According to the interview on emotional systems and attachment, how did the young pups react when they were given more morphine and then removed from their mothers?

**Passage provided:**
.....

You defined seven fundamental emotions, all spelled with capital letters in your academic papers. Why?
These are the emotional primes, the primary-process emotional systems associated with specific brain networks and specifically designated in the brain-stimulation studies of emotions. They are seeking, RAGE, FEAR, LUST. CARE, PANIC/GRIEF,and PLAY. These are capitalized because the evidence supports a category of evolutionarily homologous experiences, equivalent across different species of mammals.
In your next career move, you wound up at Bowling Green State
University in Ohio in 1972. Why there?
It had a unique lab run by someone I found totally fascinating: John Paul Scott, a biologist in the psychology department who had done more work than anyone else on social attachments in dogs. Attachment is the bond of selective preference between a mother and a child, whatever the species. Mother dogs and their pups bond, mother sheep and their lambs bond, and so forth. When a real bond has been established, the young selectively prefer their own mother, and follow her around persistently in order to feel comfortable. Conversely, the mother will shower all her devotion on just her own babies. When this attachment bond is broken, the young cry and cry until reunited with the mother; this is the panic system in action. Animals that grow up crying the most because they are separated from their mothers for the longest are generally maladjusted. Scott insisted that attachment had to be studied biologically, but no one knew how.
Then you found a way to study attachment. How did you do it?
Serendipitously, that was the moment, in 1973, that scientists discovered the opiate receptor—the first neurochemical receptor in the brain. The day I heard that, I said, this has got to be the attachment mechanism. Opiate addiction is another phenomenon that creates a powerful bond. We call it by a different name, addiction, but it is activated via a molecule that produces good feelings, and mom produces a lot of good feelings in the young ones, too. They feel comfortable, they feel soothed, and opioids have that same property, psychologically.
How could you test the idea that social attachment is related to
I had the insight that if you wanted to understand attachment, you would have to study crying. My first successful experiments used dogs. We took young pups and gave them morphine. Then we removed them from their mothers. The more morphine they got, the less they cried and the quieter they were. They sat alone and were satisfied, as if the mother was right there. Significantly, we could comfort the animals only with opiates like morphine, not with the types of agents often used to quell anxiety, the benzodiazepines. So we knew the crying wasn’t a physical fear. As with aggression, there were two kinds of anxiety systems. One was fear that a predator would attack, and the other was panic over separation.

.....

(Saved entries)
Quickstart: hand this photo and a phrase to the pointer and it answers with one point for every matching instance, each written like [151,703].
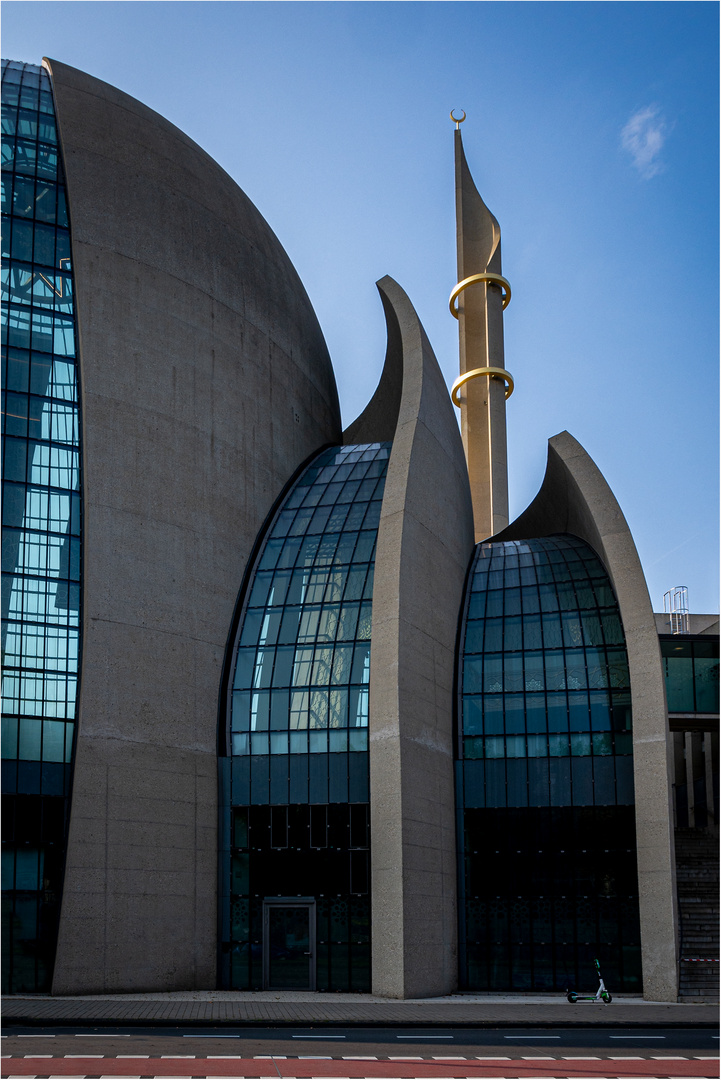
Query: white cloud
[643,136]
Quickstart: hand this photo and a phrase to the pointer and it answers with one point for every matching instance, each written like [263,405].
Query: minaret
[480,391]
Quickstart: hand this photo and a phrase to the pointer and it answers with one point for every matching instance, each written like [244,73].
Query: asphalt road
[339,1042]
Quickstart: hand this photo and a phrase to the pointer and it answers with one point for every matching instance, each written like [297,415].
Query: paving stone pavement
[301,1009]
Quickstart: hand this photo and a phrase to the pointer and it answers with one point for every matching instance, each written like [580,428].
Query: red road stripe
[352,1070]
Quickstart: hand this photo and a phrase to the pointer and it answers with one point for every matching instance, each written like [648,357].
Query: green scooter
[601,995]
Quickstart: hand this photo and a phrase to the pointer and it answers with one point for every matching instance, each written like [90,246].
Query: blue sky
[592,133]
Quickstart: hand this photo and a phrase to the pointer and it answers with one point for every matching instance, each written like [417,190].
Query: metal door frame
[307,902]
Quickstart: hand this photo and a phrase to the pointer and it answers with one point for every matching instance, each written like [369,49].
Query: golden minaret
[481,389]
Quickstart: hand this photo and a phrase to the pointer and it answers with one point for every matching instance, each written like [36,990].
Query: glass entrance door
[289,945]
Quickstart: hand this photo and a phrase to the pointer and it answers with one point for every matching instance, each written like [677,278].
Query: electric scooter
[601,995]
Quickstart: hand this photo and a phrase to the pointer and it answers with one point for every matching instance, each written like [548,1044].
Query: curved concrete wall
[205,382]
[574,498]
[424,544]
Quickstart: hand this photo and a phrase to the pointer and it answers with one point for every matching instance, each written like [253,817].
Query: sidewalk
[275,1009]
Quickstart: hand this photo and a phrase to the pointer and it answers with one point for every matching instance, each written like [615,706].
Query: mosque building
[289,706]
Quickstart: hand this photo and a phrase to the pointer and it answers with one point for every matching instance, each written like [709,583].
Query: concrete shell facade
[205,385]
[575,498]
[186,302]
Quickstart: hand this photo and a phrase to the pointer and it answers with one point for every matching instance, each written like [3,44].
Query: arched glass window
[544,779]
[295,780]
[40,527]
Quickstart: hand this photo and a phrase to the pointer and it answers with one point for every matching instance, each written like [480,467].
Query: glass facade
[40,527]
[295,819]
[691,670]
[544,777]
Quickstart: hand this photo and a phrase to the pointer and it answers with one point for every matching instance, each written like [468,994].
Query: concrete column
[424,545]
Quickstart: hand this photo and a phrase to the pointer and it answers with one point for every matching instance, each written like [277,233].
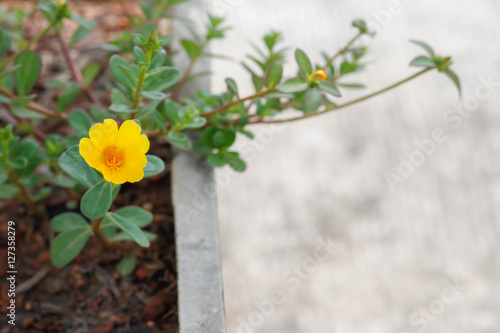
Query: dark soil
[89,295]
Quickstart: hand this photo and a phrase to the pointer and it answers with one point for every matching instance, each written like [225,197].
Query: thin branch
[261,121]
[230,105]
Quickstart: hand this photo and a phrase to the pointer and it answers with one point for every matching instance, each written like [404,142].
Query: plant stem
[27,46]
[342,51]
[77,74]
[140,83]
[364,98]
[230,105]
[183,80]
[36,107]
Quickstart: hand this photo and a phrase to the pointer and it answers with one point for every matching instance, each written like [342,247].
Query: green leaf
[293,85]
[425,46]
[178,140]
[8,191]
[8,71]
[90,72]
[274,76]
[121,108]
[75,166]
[312,101]
[196,122]
[80,121]
[154,95]
[329,88]
[27,74]
[96,201]
[192,49]
[163,80]
[17,162]
[361,25]
[30,181]
[454,77]
[68,221]
[422,61]
[130,228]
[303,62]
[126,266]
[67,97]
[154,166]
[140,217]
[118,72]
[157,61]
[157,70]
[258,82]
[347,67]
[68,244]
[117,97]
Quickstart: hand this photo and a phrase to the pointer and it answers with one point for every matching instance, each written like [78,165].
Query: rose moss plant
[108,144]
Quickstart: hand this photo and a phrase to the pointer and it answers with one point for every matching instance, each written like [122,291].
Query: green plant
[147,96]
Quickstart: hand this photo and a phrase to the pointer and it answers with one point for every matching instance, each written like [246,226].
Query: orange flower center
[113,158]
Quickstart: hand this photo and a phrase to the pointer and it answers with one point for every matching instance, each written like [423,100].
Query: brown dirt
[88,295]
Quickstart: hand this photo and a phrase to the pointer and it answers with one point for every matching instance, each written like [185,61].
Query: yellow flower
[319,74]
[120,155]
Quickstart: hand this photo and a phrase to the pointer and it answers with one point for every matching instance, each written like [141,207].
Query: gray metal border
[201,302]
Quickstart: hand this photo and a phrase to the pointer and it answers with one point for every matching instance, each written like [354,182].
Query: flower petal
[104,135]
[113,176]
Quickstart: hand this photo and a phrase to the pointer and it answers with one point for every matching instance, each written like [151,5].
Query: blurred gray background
[313,237]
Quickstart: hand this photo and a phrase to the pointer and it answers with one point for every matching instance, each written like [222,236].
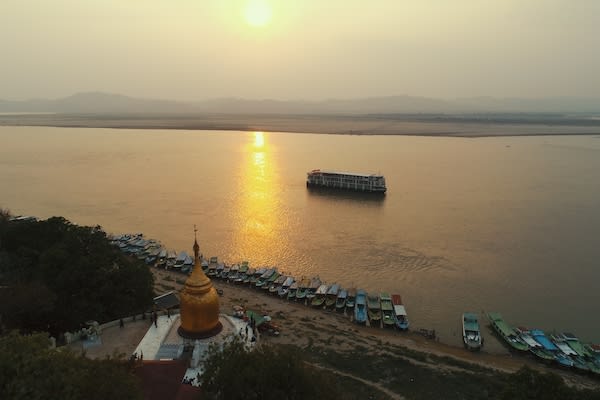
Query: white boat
[332,295]
[371,183]
[285,287]
[471,332]
[319,299]
[400,312]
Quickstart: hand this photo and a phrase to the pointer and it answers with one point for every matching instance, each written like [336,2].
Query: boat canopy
[400,310]
[502,326]
[541,338]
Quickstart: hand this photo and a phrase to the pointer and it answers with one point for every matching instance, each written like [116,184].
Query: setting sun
[257,13]
[259,139]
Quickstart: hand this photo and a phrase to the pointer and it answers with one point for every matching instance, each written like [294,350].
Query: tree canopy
[267,372]
[29,369]
[55,275]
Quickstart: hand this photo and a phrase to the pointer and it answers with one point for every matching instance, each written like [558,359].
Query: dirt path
[302,326]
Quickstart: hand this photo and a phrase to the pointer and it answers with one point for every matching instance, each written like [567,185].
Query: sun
[259,139]
[257,13]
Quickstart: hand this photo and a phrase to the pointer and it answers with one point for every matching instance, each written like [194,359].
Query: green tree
[266,372]
[29,369]
[80,276]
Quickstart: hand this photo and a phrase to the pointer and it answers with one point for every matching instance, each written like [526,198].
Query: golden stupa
[199,303]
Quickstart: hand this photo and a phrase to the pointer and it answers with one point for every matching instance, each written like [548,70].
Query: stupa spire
[196,247]
[199,302]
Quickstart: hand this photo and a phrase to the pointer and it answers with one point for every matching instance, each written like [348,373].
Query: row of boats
[377,309]
[563,349]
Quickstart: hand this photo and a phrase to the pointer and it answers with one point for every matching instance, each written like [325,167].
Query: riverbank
[305,327]
[370,124]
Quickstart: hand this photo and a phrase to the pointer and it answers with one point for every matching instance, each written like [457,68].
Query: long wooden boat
[360,307]
[319,299]
[285,287]
[400,312]
[506,332]
[276,284]
[351,299]
[293,290]
[471,332]
[249,274]
[331,297]
[311,292]
[260,282]
[256,276]
[374,309]
[547,351]
[340,302]
[387,310]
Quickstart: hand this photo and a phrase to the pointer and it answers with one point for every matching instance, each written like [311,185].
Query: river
[508,224]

.....

**Solution to this task:**
The more morphine they got, the less they cried and the quieter they were.